**Records provided:**
________________________

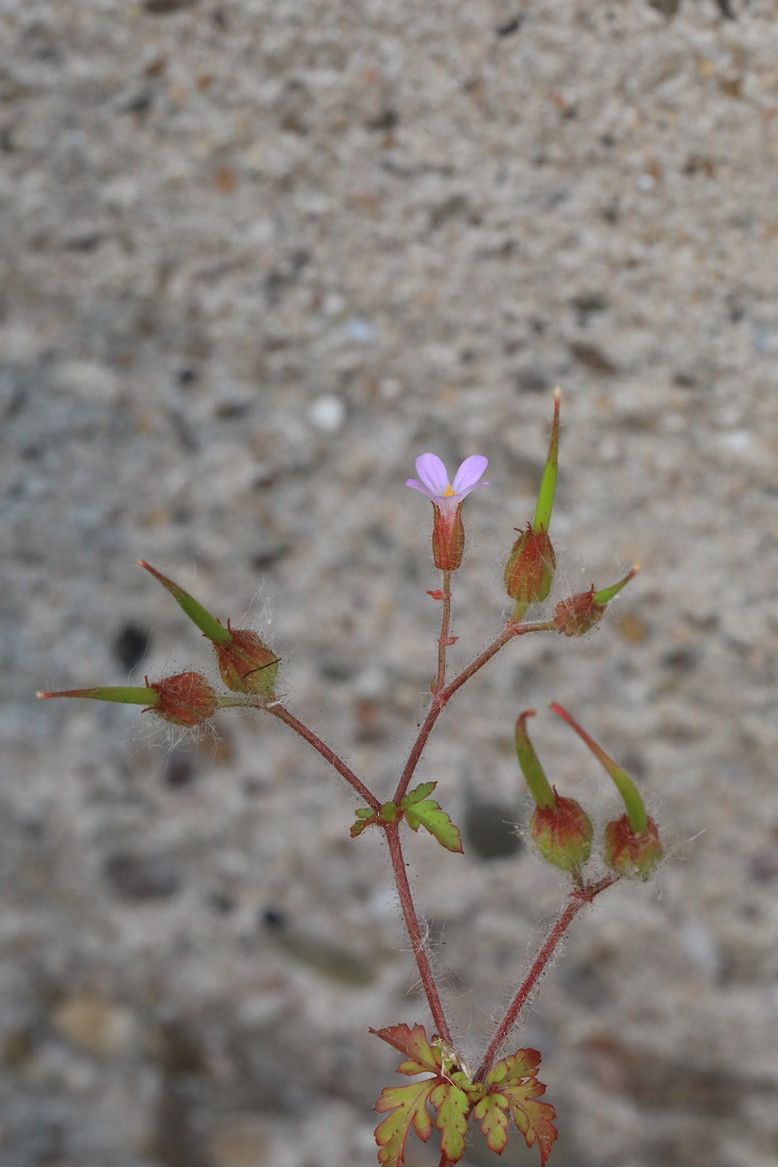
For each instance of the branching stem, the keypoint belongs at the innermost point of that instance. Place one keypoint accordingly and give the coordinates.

________________________

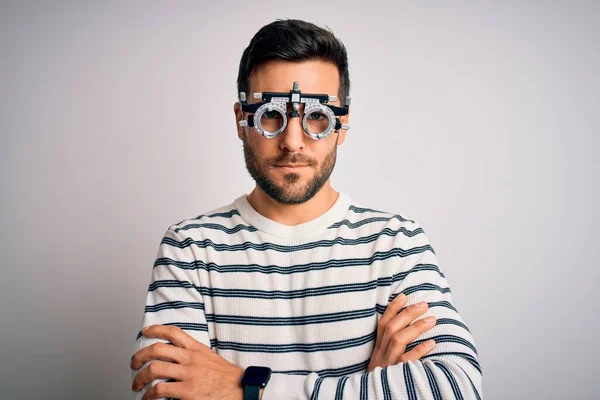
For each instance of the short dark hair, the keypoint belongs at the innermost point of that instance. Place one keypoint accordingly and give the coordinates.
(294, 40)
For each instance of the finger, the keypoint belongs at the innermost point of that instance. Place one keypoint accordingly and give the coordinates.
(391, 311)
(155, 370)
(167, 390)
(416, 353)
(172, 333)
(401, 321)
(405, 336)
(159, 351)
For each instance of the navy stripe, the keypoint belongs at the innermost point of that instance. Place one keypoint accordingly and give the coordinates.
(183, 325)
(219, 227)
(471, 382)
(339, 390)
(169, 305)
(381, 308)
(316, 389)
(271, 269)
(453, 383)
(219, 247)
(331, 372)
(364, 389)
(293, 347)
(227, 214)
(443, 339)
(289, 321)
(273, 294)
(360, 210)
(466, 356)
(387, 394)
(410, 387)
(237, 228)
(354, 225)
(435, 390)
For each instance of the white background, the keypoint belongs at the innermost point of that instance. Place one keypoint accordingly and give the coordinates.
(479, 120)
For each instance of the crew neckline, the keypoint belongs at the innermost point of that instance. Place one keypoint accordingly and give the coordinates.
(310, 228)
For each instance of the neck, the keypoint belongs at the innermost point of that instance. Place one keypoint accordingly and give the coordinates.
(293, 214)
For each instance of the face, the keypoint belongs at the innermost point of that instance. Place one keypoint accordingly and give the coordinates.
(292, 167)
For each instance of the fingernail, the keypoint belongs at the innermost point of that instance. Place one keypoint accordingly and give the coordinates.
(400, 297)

________________________

**The exercise:**
Collect every line of the listing above that contains the word "short", treating uppercase and lowercase letters as distinct.

**Response to this exercise:**
For each instance of the short dark hair, the keypoint belongs at the innermost point of that instance. Place one keypoint accordingly and give the coordinates.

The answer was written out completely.